TASK ITEM: From the passage about smartphones in schizophrenia care, list each ability that the passage says schizophrenia makes difficult.

[[ PROVIDED PASSAGE open ]]

Psychiatrists are trying to use smartphone technology as an innovative tool in the assessment and treatment of schizophrenia and other serious mental illness.
Schizophrenia is a complex mental disorder that makes it difficult to distinguish between real and unreal experience, think logically, have normal emotional responses, and behave normally in social situations.
Dror Ben-Zeev - an assistant professor of psychiatry at Dartmouth Medical School and director of the Thresholds-Dartmouth Research Centre in Chicago - and his colleagues evaluated a range of approaches, including the use of mobile phones to gather information about patients' symptoms, moods, and medication use.
The phones could then be used to deliver real-time, real-world interventions, such as prompts to take medication or engage in healthy behaviours like diet, exercise, or stress-reducing activities.
Ben-Zeev presented a set of four papers related to this subject, co-authored by a series of international colleagues. The papers are geared toward the increasing numbers of researchers who are leveraging smartphones and cellphones to provide mental health services.
Him and his associates recently conducted a survey of 1,600 Chicago individuals under treatment for serious mental illnesses, such as schizophrenia, schizoaffective disorder, and bipolar disorder.
"We showed that 70 percent of the people had cellphones and used them for calling, texting, and for accessing the Internet," he said.
"It's not quite up to the 94 percent of people in the US overall but I think that these results are going to be very surprising to many who expect much less from people with serious mental illness," he added.
The papers were presented for a special issue of the Schizophrenia Bulletin, and are now available online with print publication set for spring 2012.

[[ PROVIDED PASSAGE closed ]]
[[ ENTRIES SHOWN open ]]

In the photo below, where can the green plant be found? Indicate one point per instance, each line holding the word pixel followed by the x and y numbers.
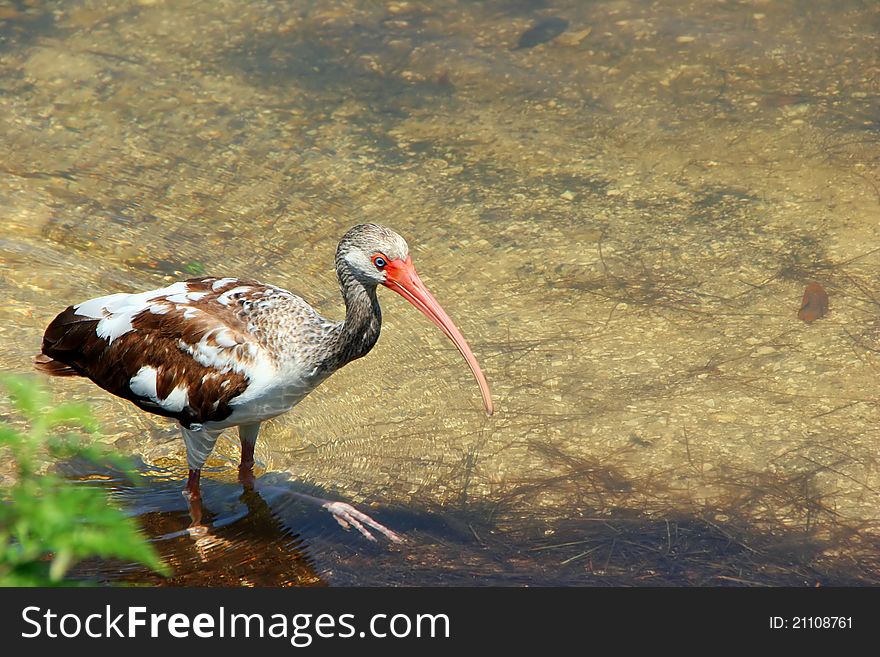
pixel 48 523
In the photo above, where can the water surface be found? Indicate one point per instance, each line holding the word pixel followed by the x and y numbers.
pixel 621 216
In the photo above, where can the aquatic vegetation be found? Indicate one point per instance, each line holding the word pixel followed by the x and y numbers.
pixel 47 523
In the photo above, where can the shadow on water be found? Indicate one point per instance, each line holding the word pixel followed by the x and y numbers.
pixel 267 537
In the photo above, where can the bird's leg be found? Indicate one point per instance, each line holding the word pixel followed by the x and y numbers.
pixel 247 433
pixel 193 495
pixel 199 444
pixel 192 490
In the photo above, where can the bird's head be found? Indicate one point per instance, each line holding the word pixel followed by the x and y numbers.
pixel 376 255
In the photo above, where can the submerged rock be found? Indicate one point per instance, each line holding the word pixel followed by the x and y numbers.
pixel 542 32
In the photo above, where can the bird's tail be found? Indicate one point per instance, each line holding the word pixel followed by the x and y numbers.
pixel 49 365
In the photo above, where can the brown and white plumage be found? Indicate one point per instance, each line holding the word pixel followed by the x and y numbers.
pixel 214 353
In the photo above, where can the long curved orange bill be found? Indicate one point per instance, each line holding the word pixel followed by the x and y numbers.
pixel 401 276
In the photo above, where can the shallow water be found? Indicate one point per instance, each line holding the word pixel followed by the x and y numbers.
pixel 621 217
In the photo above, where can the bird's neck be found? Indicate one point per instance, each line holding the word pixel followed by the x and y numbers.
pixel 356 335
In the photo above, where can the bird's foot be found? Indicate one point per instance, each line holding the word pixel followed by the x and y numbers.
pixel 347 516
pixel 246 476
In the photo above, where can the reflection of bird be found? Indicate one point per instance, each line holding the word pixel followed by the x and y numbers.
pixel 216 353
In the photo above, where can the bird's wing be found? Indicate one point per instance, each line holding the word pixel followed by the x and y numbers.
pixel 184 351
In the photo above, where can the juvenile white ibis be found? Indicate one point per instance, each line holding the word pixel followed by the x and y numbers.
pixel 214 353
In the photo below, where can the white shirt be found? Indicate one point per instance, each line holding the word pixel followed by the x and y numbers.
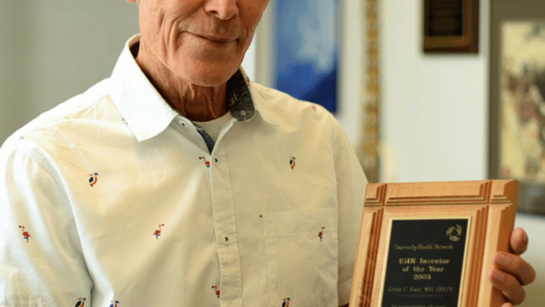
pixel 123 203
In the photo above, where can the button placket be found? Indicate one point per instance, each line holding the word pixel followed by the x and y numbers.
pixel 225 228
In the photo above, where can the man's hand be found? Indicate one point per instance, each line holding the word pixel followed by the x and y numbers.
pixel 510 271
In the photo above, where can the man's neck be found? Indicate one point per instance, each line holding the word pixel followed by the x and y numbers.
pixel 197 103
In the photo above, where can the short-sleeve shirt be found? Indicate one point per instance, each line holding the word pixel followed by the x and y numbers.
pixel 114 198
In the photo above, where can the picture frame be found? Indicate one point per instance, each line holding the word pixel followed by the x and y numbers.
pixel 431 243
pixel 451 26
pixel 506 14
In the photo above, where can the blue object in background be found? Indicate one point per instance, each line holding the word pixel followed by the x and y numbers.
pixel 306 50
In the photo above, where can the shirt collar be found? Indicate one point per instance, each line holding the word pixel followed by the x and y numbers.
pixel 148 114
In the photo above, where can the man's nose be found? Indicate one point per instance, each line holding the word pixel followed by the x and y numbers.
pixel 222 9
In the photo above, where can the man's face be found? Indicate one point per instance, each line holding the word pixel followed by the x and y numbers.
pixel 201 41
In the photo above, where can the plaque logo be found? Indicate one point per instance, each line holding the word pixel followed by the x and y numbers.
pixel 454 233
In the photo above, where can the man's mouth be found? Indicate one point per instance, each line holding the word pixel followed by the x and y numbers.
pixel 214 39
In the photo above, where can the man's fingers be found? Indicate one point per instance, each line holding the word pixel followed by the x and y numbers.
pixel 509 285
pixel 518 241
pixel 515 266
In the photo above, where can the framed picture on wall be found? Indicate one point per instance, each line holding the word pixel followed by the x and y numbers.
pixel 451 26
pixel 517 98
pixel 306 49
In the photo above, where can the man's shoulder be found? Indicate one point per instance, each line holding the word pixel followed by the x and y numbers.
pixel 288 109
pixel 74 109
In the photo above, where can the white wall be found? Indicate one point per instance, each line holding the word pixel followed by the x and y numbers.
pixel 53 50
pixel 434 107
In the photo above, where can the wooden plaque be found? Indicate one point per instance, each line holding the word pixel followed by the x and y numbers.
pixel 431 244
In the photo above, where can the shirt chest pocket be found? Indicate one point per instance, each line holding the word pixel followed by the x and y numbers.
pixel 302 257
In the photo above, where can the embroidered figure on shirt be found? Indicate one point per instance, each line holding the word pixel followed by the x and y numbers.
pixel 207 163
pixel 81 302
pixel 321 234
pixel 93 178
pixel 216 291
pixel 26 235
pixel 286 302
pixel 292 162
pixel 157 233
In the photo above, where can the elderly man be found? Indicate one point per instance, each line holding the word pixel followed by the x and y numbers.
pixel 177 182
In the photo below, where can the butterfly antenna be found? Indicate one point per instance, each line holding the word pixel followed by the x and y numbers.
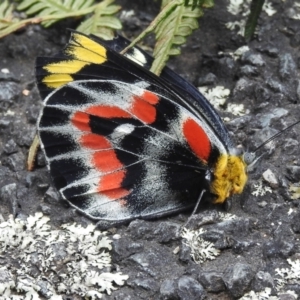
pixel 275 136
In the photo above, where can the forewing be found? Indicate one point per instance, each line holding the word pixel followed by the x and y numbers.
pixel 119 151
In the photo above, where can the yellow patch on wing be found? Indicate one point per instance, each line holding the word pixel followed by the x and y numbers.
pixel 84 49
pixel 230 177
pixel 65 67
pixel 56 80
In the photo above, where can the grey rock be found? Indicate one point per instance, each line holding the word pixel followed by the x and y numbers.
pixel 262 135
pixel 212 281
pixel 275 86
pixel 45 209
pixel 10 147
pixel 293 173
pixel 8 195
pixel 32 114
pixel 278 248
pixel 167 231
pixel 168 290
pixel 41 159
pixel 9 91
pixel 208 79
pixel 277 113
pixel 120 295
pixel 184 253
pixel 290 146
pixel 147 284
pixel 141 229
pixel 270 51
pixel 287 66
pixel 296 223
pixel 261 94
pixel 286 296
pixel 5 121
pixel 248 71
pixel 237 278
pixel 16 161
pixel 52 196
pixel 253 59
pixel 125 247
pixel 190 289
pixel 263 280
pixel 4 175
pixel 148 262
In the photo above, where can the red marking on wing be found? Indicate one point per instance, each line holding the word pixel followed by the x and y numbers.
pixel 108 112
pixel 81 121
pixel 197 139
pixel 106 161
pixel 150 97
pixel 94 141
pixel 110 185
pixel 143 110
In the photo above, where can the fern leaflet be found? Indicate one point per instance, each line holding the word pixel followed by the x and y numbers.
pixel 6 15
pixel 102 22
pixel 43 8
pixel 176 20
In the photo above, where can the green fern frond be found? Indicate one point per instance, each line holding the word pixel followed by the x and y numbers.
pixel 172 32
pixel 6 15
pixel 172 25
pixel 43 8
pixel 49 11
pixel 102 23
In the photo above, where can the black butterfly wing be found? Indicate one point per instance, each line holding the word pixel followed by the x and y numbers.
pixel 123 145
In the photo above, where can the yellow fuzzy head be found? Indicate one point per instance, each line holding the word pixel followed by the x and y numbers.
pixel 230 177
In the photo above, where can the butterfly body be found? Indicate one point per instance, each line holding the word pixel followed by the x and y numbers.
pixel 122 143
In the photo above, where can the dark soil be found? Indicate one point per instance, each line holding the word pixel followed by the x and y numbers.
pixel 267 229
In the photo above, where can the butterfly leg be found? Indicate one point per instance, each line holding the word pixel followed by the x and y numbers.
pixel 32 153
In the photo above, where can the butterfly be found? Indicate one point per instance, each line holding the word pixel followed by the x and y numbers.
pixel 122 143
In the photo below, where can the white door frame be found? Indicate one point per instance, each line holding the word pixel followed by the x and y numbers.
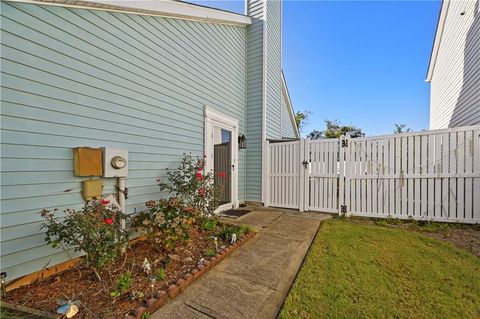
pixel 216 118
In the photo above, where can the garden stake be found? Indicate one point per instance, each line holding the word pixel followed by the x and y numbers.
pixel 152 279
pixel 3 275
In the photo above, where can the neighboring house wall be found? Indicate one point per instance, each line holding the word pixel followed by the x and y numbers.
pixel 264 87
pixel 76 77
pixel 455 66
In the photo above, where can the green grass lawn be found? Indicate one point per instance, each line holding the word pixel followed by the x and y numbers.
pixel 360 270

[[ ENTRIES SHOWN closed ]]

ANSWER BELOW:
- Distinguishing between real and unreal experience
- Thinking logically
- Having normal emotional responses
- Behaving normally in social situations